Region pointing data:
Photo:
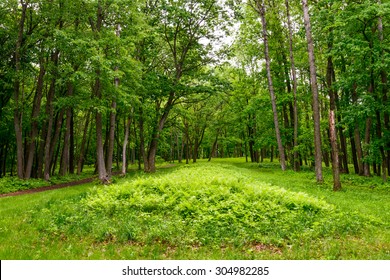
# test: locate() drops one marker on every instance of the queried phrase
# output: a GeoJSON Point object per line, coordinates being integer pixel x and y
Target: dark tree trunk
{"type": "Point", "coordinates": [111, 140]}
{"type": "Point", "coordinates": [357, 139]}
{"type": "Point", "coordinates": [367, 138]}
{"type": "Point", "coordinates": [330, 79]}
{"type": "Point", "coordinates": [64, 166]}
{"type": "Point", "coordinates": [34, 120]}
{"type": "Point", "coordinates": [83, 145]}
{"type": "Point", "coordinates": [261, 10]}
{"type": "Point", "coordinates": [314, 88]}
{"type": "Point", "coordinates": [385, 158]}
{"type": "Point", "coordinates": [142, 139]}
{"type": "Point", "coordinates": [214, 147]}
{"type": "Point", "coordinates": [18, 111]}
{"type": "Point", "coordinates": [354, 155]}
{"type": "Point", "coordinates": [72, 145]}
{"type": "Point", "coordinates": [125, 142]}
{"type": "Point", "coordinates": [50, 115]}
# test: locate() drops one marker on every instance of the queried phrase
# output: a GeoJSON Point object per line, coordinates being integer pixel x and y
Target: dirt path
{"type": "Point", "coordinates": [52, 187]}
{"type": "Point", "coordinates": [64, 185]}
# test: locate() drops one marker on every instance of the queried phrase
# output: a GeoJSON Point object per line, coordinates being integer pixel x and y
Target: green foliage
{"type": "Point", "coordinates": [12, 184]}
{"type": "Point", "coordinates": [197, 205]}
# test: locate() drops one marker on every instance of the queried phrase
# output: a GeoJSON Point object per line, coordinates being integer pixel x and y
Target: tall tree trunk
{"type": "Point", "coordinates": [50, 115]}
{"type": "Point", "coordinates": [261, 10]}
{"type": "Point", "coordinates": [354, 153]}
{"type": "Point", "coordinates": [367, 138]}
{"type": "Point", "coordinates": [124, 148]}
{"type": "Point", "coordinates": [142, 139]}
{"type": "Point", "coordinates": [359, 151]}
{"type": "Point", "coordinates": [18, 111]}
{"type": "Point", "coordinates": [83, 145]}
{"type": "Point", "coordinates": [34, 120]}
{"type": "Point", "coordinates": [314, 88]}
{"type": "Point", "coordinates": [385, 158]}
{"type": "Point", "coordinates": [71, 144]}
{"type": "Point", "coordinates": [330, 79]}
{"type": "Point", "coordinates": [64, 165]}
{"type": "Point", "coordinates": [214, 146]}
{"type": "Point", "coordinates": [295, 83]}
{"type": "Point", "coordinates": [152, 150]}
{"type": "Point", "coordinates": [111, 139]}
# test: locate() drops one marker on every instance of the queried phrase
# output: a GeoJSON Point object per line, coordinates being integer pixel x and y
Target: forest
{"type": "Point", "coordinates": [136, 89]}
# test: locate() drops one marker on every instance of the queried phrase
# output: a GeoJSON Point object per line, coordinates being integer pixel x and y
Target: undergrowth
{"type": "Point", "coordinates": [197, 205]}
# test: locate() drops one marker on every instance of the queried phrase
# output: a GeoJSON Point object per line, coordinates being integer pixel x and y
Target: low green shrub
{"type": "Point", "coordinates": [197, 205]}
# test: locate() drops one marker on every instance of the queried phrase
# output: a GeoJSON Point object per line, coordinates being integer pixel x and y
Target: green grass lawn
{"type": "Point", "coordinates": [225, 209]}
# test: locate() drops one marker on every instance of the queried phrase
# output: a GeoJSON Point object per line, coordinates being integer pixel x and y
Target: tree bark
{"type": "Point", "coordinates": [314, 88]}
{"type": "Point", "coordinates": [125, 142]}
{"type": "Point", "coordinates": [34, 120]}
{"type": "Point", "coordinates": [83, 145]}
{"type": "Point", "coordinates": [111, 140]}
{"type": "Point", "coordinates": [64, 166]}
{"type": "Point", "coordinates": [295, 83]}
{"type": "Point", "coordinates": [18, 111]}
{"type": "Point", "coordinates": [261, 10]}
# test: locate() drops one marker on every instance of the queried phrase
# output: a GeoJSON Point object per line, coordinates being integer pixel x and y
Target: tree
{"type": "Point", "coordinates": [260, 8]}
{"type": "Point", "coordinates": [314, 89]}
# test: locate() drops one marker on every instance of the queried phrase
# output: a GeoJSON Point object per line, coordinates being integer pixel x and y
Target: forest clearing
{"type": "Point", "coordinates": [224, 209]}
{"type": "Point", "coordinates": [194, 129]}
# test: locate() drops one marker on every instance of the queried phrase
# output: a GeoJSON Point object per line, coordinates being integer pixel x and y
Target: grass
{"type": "Point", "coordinates": [226, 209]}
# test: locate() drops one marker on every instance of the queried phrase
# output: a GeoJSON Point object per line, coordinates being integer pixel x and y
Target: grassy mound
{"type": "Point", "coordinates": [194, 206]}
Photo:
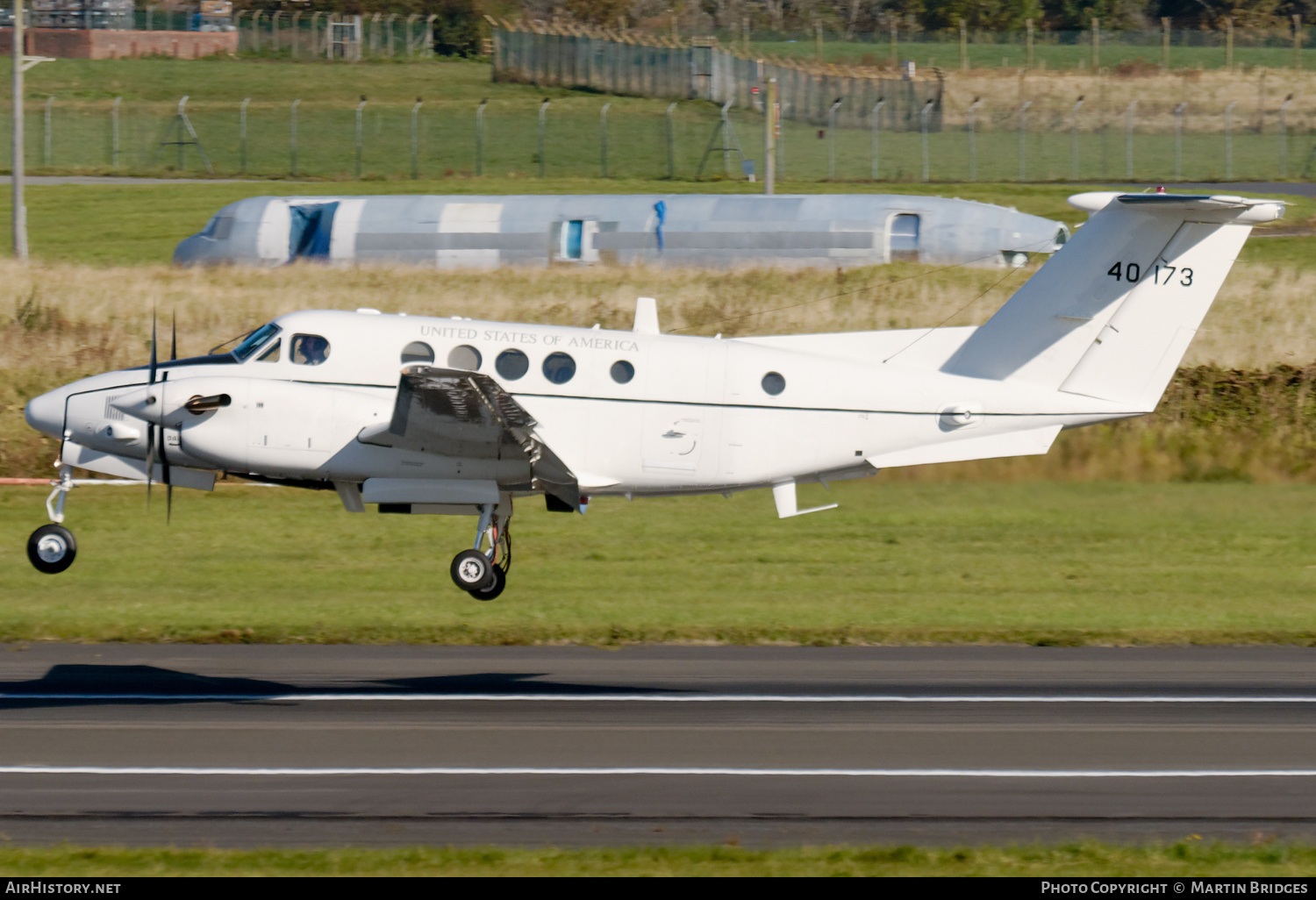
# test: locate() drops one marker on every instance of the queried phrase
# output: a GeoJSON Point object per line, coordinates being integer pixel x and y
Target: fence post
{"type": "Point", "coordinates": [603, 139]}
{"type": "Point", "coordinates": [1128, 139]}
{"type": "Point", "coordinates": [360, 108]}
{"type": "Point", "coordinates": [1178, 141]}
{"type": "Point", "coordinates": [1023, 121]}
{"type": "Point", "coordinates": [973, 139]}
{"type": "Point", "coordinates": [876, 124]}
{"type": "Point", "coordinates": [1284, 136]}
{"type": "Point", "coordinates": [113, 132]}
{"type": "Point", "coordinates": [923, 128]}
{"type": "Point", "coordinates": [544, 112]}
{"type": "Point", "coordinates": [831, 139]}
{"type": "Point", "coordinates": [479, 137]}
{"type": "Point", "coordinates": [1229, 139]}
{"type": "Point", "coordinates": [242, 134]}
{"type": "Point", "coordinates": [671, 161]}
{"type": "Point", "coordinates": [292, 139]}
{"type": "Point", "coordinates": [1078, 104]}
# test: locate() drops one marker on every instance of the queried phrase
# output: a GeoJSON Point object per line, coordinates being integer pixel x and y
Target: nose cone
{"type": "Point", "coordinates": [46, 413]}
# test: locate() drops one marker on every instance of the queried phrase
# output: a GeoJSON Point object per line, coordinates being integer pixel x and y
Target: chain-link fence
{"type": "Point", "coordinates": [1144, 141]}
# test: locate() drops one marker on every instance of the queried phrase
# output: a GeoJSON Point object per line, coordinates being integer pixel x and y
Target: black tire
{"type": "Point", "coordinates": [494, 589]}
{"type": "Point", "coordinates": [52, 549]}
{"type": "Point", "coordinates": [471, 570]}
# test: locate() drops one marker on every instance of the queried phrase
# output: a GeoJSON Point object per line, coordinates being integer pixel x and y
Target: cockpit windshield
{"type": "Point", "coordinates": [254, 341]}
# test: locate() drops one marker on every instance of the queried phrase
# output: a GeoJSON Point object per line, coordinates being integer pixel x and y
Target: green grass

▶ Work to complete: Your answer must be an exact copy of every entry, with no pictures in it.

▶ Answer space:
Photo:
# test: locate() drops one marker on every instance of the queried phrase
# output: a GeoJSON Point object per line, coordinates being integer pixel x and y
Target: dark tree trunk
{"type": "Point", "coordinates": [111, 140]}
{"type": "Point", "coordinates": [357, 139]}
{"type": "Point", "coordinates": [367, 138]}
{"type": "Point", "coordinates": [330, 79]}
{"type": "Point", "coordinates": [64, 166]}
{"type": "Point", "coordinates": [34, 120]}
{"type": "Point", "coordinates": [83, 145]}
{"type": "Point", "coordinates": [261, 10]}
{"type": "Point", "coordinates": [314, 88]}
{"type": "Point", "coordinates": [385, 158]}
{"type": "Point", "coordinates": [142, 139]}
{"type": "Point", "coordinates": [214, 147]}
{"type": "Point", "coordinates": [18, 111]}
{"type": "Point", "coordinates": [354, 155]}
{"type": "Point", "coordinates": [72, 145]}
{"type": "Point", "coordinates": [125, 142]}
{"type": "Point", "coordinates": [50, 115]}
# test: locate() drops one marker on every instance of the queried phrase
# output: a GeoJSON Point object per line, coordinates being integer pixel x and y
Target: dirt path
{"type": "Point", "coordinates": [52, 187]}
{"type": "Point", "coordinates": [64, 185]}
# test: locate() drops one marker on every instance of the queried phrase
# output: a GeoJSON Point object per line, coordinates being integer pixel x and y
Target: green foliage
{"type": "Point", "coordinates": [12, 184]}
{"type": "Point", "coordinates": [197, 205]}
# test: locate() drops one marker on every instance of the queried phrase
# output: a GeoJSON Point object per line, coordinates being integer pixel x and y
Target: tall tree trunk
{"type": "Point", "coordinates": [50, 115]}
{"type": "Point", "coordinates": [261, 10]}
{"type": "Point", "coordinates": [354, 153]}
{"type": "Point", "coordinates": [367, 138]}
{"type": "Point", "coordinates": [124, 148]}
{"type": "Point", "coordinates": [142, 139]}
{"type": "Point", "coordinates": [359, 151]}
{"type": "Point", "coordinates": [18, 111]}
{"type": "Point", "coordinates": [83, 145]}
{"type": "Point", "coordinates": [34, 120]}
{"type": "Point", "coordinates": [314, 88]}
{"type": "Point", "coordinates": [385, 158]}
{"type": "Point", "coordinates": [71, 144]}
{"type": "Point", "coordinates": [330, 79]}
{"type": "Point", "coordinates": [64, 165]}
{"type": "Point", "coordinates": [214, 146]}
{"type": "Point", "coordinates": [295, 83]}
{"type": "Point", "coordinates": [152, 150]}
{"type": "Point", "coordinates": [111, 139]}
# test: locate() drops one marker on every instance of the queried phrase
# output: a GeoJSON Point object per line, coordinates being integer pixel x and y
Target: forest
{"type": "Point", "coordinates": [136, 89]}
# test: locate() drops one marker on every instance of the queried phrase
# output: a GeoJSON Point object per line, coordinates being integer pixel x and y
Target: undergrowth
{"type": "Point", "coordinates": [197, 205]}
# test: locate() drops one marker on every instance of the queried phrase
# output: a GeoJSON Point object per line, coordinates being integer pixel x and y
Target: low green shrub
{"type": "Point", "coordinates": [197, 205]}
# test: locate() drops one marker on every instance of the queried phrase
# output: a GeoJSON Point object per line, coordinates being integer pixel x and y
Target: green grass lawn
{"type": "Point", "coordinates": [225, 209]}
# test: locate() drops one marker on every instance of the queried phrase
# output: a GeoJSON Point object per line, coordinates being integer pixel x and y
Target: tree bark
{"type": "Point", "coordinates": [314, 88]}
{"type": "Point", "coordinates": [125, 142]}
{"type": "Point", "coordinates": [34, 120]}
{"type": "Point", "coordinates": [83, 145]}
{"type": "Point", "coordinates": [111, 140]}
{"type": "Point", "coordinates": [64, 166]}
{"type": "Point", "coordinates": [295, 83]}
{"type": "Point", "coordinates": [18, 111]}
{"type": "Point", "coordinates": [261, 10]}
# test: locate() drops one marker on every instance of the queried phrase
# output: a GeoJSON Point object per line, coordinates being integer pixel x and y
Target: tree
{"type": "Point", "coordinates": [260, 8]}
{"type": "Point", "coordinates": [314, 89]}
# test: locate() drops one marker on every instance of the queried phrase
# output: a GeoJSON Point object per line, coordinates being integer pixel x and y
Target: forest clearing
{"type": "Point", "coordinates": [224, 209]}
{"type": "Point", "coordinates": [194, 129]}
# test: locate() drops one marker on every instance of the queried phrase
# output: a GeoJSON Point object per line, coordinates being integer pixel x and y
Target: grass
{"type": "Point", "coordinates": [226, 209]}
# test: locate() drops one marker on every instance of the queried phrase
# output: a GeoJSON Point object per line, coordinates being integer pixel x and y
Target: grassy mound
{"type": "Point", "coordinates": [194, 206]}
Photo:
# test: locate() drops one marker on every instance of the queried phrase
# output: a GeoJSON Point object per line, coordinates being integer pixel x and y
Target: fence post
{"type": "Point", "coordinates": [603, 139]}
{"type": "Point", "coordinates": [1128, 139]}
{"type": "Point", "coordinates": [360, 108]}
{"type": "Point", "coordinates": [1178, 141]}
{"type": "Point", "coordinates": [1023, 121]}
{"type": "Point", "coordinates": [973, 139]}
{"type": "Point", "coordinates": [876, 124]}
{"type": "Point", "coordinates": [1284, 136]}
{"type": "Point", "coordinates": [113, 132]}
{"type": "Point", "coordinates": [923, 128]}
{"type": "Point", "coordinates": [544, 112]}
{"type": "Point", "coordinates": [831, 139]}
{"type": "Point", "coordinates": [479, 137]}
{"type": "Point", "coordinates": [1229, 139]}
{"type": "Point", "coordinates": [242, 134]}
{"type": "Point", "coordinates": [671, 161]}
{"type": "Point", "coordinates": [292, 139]}
{"type": "Point", "coordinates": [1078, 104]}
# test: locate() drops one marker on every instance of the queried phrase
# output: a GeoJSON Point object per line, coordinates being integer pixel x and y
Target: nose cone
{"type": "Point", "coordinates": [46, 413]}
# test: locate() drops one marker on every instance of the queried phrase
# output: a GeoJSON Point object per line, coordinates being integer pixel x and y
Target: chain-link fence
{"type": "Point", "coordinates": [1144, 141]}
# test: locate() drops one marker on every instance of the queried phrase
# output: a GeoJSON Point object per line, coordinates being integer pixel x and y
Target: black tire
{"type": "Point", "coordinates": [494, 589]}
{"type": "Point", "coordinates": [52, 549]}
{"type": "Point", "coordinates": [471, 570]}
# test: locate() drops one marker on every instance of the queried phrase
# output: a GeoJSON Point object per line, coordinates being integer pixel x and y
Target: cockpit windshield
{"type": "Point", "coordinates": [254, 341]}
# test: locate() drops one marker on every instance of the queried phrase
# output: a GeoJSON Point object per line, coordinates being integer pixel x and y
Target: green grass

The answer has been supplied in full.